Problem description ▸
Please update the lines of every entry below by replacing "photograph" with "image", keeping everything else the same and leaving out the pictures.

── Data for this task

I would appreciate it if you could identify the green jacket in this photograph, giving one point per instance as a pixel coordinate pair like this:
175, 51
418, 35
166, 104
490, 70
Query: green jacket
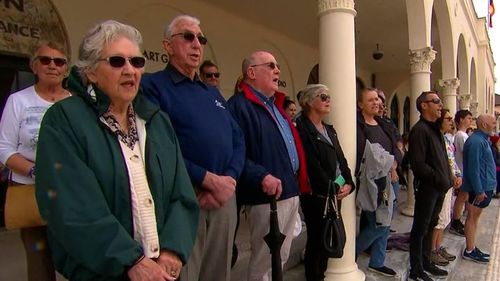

────

Answer below ▸
I would appreciate it if you could identify the green jacket in this image, giving one point per instance as a pixel coordinate pair like this:
175, 51
418, 35
166, 104
490, 70
Query: green jacket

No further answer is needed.